## PAGINAFRAGMENT
──────────────────────────────

In zijn latere onderzoek heeft Myron Scholes zich met name beziggehouden met de exploitatie van (inter)nationale belastingverschillen en
de invloed van dividenden op de waarden van aandelen. Het werk van Merton heeft echter duidelijk een grotere invloed gehad op de
latere literatuur.
Ook Fischer Black heeft later belangrijk onderzoek op het terrein van de afgeleide financiële instrumenten verricht. Een formule voor het
prijzen van opties en futures draagt zijn naam, evenals een benaderingsmethode voor het waarderen van Amerikaanse call opties. Ook
heeft hij gewerkt aan de waardering van renteafhankelijke opties. Daarnaast heeft hij gepubliceerd op de volgende gebieden: waardering
van aandelen, portefeuillebeheer, belastingen en de conjunctuurgolf- en monetaire theorie.
Een leuk extraatje
Fischer Black verliet in 1984 zijn academische positie voor een baan bij de investeringsbank Goldman Sachs, waar hij later partner werd.

──────────────────────────────

## OPDRACHT A
Druk alle regels van de lijst hieronder letterlijk af.

──────────────────────────────

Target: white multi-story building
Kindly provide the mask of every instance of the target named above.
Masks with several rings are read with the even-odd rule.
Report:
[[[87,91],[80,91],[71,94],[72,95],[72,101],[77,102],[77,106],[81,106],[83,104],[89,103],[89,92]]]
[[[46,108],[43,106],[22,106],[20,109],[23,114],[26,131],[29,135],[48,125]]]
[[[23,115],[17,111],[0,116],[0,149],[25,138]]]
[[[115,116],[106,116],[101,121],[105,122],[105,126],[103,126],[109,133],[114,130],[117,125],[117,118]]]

──────────────────────────────

## OPDRACHT B
Noem alle personen die in het paginafragment bij naam worden genoemd.

## JUIST RESULTAAT A
Target: white multi-story building
Kindly provide the mask of every instance of the target named above.
Masks with several rings are read with the even-odd rule.
Report:
[[[87,91],[80,91],[71,94],[72,95],[72,101],[77,102],[77,106],[81,106],[83,104],[89,103],[89,92]]]
[[[46,108],[43,106],[22,106],[20,109],[23,114],[26,131],[29,135],[48,125]]]
[[[23,115],[17,111],[0,116],[0,149],[25,138]]]
[[[115,116],[106,116],[101,121],[105,122],[105,126],[103,126],[109,133],[114,130],[117,125],[117,118]]]

## JUIST RESULTAAT B
Myron Scholes, Merton, Fischer Black